(Exercise data):

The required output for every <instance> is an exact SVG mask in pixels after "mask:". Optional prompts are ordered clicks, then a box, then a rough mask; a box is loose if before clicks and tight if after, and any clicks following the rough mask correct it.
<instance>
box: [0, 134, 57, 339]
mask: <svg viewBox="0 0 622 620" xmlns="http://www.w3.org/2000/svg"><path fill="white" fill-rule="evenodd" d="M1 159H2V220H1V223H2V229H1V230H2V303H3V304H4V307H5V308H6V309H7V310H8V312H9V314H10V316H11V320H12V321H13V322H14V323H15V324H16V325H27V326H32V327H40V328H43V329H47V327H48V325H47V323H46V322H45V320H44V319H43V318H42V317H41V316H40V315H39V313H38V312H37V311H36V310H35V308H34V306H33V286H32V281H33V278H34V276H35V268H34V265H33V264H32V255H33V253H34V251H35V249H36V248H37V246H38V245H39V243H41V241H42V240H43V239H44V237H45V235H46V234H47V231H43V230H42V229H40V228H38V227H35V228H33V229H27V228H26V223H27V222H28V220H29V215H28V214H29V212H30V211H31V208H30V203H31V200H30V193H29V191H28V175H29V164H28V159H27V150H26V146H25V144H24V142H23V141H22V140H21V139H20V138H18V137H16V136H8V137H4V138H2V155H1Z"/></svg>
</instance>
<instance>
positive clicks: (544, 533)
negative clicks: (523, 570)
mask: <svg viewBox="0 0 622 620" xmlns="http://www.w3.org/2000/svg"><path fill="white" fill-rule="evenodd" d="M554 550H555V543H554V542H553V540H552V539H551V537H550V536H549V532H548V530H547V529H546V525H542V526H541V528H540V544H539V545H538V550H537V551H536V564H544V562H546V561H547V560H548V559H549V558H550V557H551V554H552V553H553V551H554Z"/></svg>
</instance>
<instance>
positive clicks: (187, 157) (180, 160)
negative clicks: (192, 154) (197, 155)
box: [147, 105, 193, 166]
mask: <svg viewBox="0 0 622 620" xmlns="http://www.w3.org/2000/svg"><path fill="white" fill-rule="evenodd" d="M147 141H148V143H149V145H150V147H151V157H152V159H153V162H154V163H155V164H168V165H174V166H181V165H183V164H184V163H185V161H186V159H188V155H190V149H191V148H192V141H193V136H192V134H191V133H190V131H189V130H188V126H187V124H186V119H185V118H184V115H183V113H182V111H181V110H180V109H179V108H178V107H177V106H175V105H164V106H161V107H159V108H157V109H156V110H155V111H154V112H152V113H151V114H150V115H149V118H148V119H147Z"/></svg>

(What this task involves): Exactly as it appears above, write out the complete listing.

(Reply):
The required output for every <instance> is an exact SVG mask in pixels after "mask:". Optional prompts are ordered clicks, then a box, then a rough mask; a box is loose if before clicks and tight if after, and any clicks following the rough mask correct it.
<instance>
box: [0, 134, 57, 339]
mask: <svg viewBox="0 0 622 620" xmlns="http://www.w3.org/2000/svg"><path fill="white" fill-rule="evenodd" d="M1 159H2V220H1V223H2V229H1V230H2V303H3V304H4V307H5V308H6V309H7V310H8V312H9V314H10V316H11V320H12V321H13V322H14V323H15V324H16V325H27V326H32V327H40V328H43V329H47V327H48V325H47V323H46V322H45V320H44V319H43V318H42V317H41V316H40V315H39V313H38V312H37V311H36V310H35V308H34V306H33V286H32V281H33V278H34V276H35V268H34V265H33V264H32V255H33V253H34V251H35V249H36V248H37V246H38V245H39V243H41V241H42V240H43V239H44V237H45V235H46V234H47V231H43V230H42V229H40V228H38V227H35V228H33V229H27V228H26V223H27V222H28V220H29V215H28V214H29V212H30V211H31V208H30V203H31V200H30V193H29V191H28V175H29V164H28V159H27V150H26V146H25V144H24V142H23V141H22V140H21V139H20V138H18V137H16V136H8V137H4V138H2V155H1Z"/></svg>
</instance>
<instance>
positive clicks: (544, 533)
negative clicks: (523, 570)
mask: <svg viewBox="0 0 622 620" xmlns="http://www.w3.org/2000/svg"><path fill="white" fill-rule="evenodd" d="M554 550H555V543H554V542H553V540H552V539H551V537H550V536H549V532H548V530H547V529H546V525H542V526H541V528H540V544H539V545H538V550H537V551H536V564H544V562H546V561H547V560H548V559H549V558H550V557H551V554H552V553H553V551H554Z"/></svg>
</instance>
<instance>
positive clicks: (187, 157) (180, 160)
negative clicks: (192, 154) (197, 155)
box: [147, 105, 193, 166]
mask: <svg viewBox="0 0 622 620" xmlns="http://www.w3.org/2000/svg"><path fill="white" fill-rule="evenodd" d="M147 141H148V143H149V145H150V147H151V157H152V159H153V162H154V163H155V164H168V165H174V166H181V165H183V164H184V163H185V161H186V159H188V155H190V149H191V148H192V141H193V136H192V134H191V133H190V131H189V130H188V126H187V124H186V119H185V118H184V115H183V113H182V111H181V110H180V109H179V108H178V107H177V106H175V105H164V106H161V107H159V108H157V109H156V110H155V111H154V112H152V113H151V114H150V115H149V118H148V119H147Z"/></svg>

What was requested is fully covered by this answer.